* **Source data**

════════════════════

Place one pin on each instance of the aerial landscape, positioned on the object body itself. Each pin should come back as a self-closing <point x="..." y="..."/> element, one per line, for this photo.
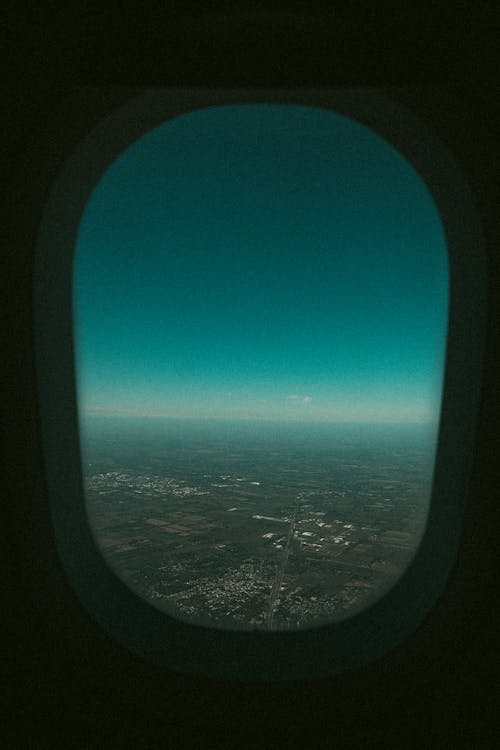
<point x="242" y="526"/>
<point x="260" y="309"/>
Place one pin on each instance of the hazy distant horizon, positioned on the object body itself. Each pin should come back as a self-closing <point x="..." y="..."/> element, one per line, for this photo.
<point x="261" y="261"/>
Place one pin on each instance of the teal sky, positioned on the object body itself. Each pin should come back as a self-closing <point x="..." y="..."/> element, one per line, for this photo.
<point x="261" y="261"/>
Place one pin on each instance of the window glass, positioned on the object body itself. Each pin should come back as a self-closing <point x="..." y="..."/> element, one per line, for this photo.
<point x="260" y="315"/>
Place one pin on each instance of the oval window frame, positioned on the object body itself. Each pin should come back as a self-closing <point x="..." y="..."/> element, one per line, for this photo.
<point x="329" y="649"/>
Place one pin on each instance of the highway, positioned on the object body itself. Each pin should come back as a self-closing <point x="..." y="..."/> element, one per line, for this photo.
<point x="280" y="572"/>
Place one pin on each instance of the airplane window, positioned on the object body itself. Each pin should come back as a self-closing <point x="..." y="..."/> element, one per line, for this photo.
<point x="260" y="300"/>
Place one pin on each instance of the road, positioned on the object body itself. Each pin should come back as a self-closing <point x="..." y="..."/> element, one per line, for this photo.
<point x="280" y="572"/>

════════════════════

* **INSTRUCTIONS TO FOLLOW**
Render the lines above as a JSON list of strings, one string per line, skipping blank lines. Leave out the pictures.

* **THE REPLY**
[
  "Place one pin on each instance of the aerial landscape, positioned on the object body itself. Each pin should come back as a self-closing <point x=\"...\" y=\"...\"/> element, one per line, for this photo.",
  "<point x=\"242\" y=\"526\"/>",
  "<point x=\"260\" y=\"309\"/>",
  "Place one pin on each instance of the hazy distant horizon, positioned on the object body itself. Each pin should come back as a self-closing <point x=\"...\" y=\"...\"/> element, one per line, for this photo.",
  "<point x=\"261\" y=\"261\"/>",
  "Place one pin on each instance of the teal sky, positioned on the object body itself. Each pin should come back as a self-closing <point x=\"...\" y=\"...\"/> element, one per line, for this photo.",
  "<point x=\"261\" y=\"261\"/>",
  "Place one pin on each instance of the window glass, positioned on the object body itself. Each pin should come back as a self-closing <point x=\"...\" y=\"...\"/> element, one per line, for this photo.",
  "<point x=\"260\" y=\"315\"/>",
  "Place one pin on each instance of the oval window frame, positioned on the object body itself. Each pin should come back as a self-closing <point x=\"...\" y=\"...\"/> element, one per line, for this photo.",
  "<point x=\"329\" y=\"649\"/>",
  "Place one pin on each instance of the highway, positioned on the object body itself. Each pin should come back as a self-closing <point x=\"...\" y=\"...\"/> element, one per line, for this photo.",
  "<point x=\"280\" y=\"572\"/>",
  "Place one pin on each instance of the airplane window, positioned on the object body itself. Each pin should come back as a self-closing <point x=\"...\" y=\"...\"/> element, one per line, for this photo.",
  "<point x=\"260\" y=\"300\"/>",
  "Place one pin on each instance of the road, positioned on the object body itself. Each pin should come back as a self-closing <point x=\"...\" y=\"...\"/> element, one per line, for this photo.",
  "<point x=\"280\" y=\"572\"/>"
]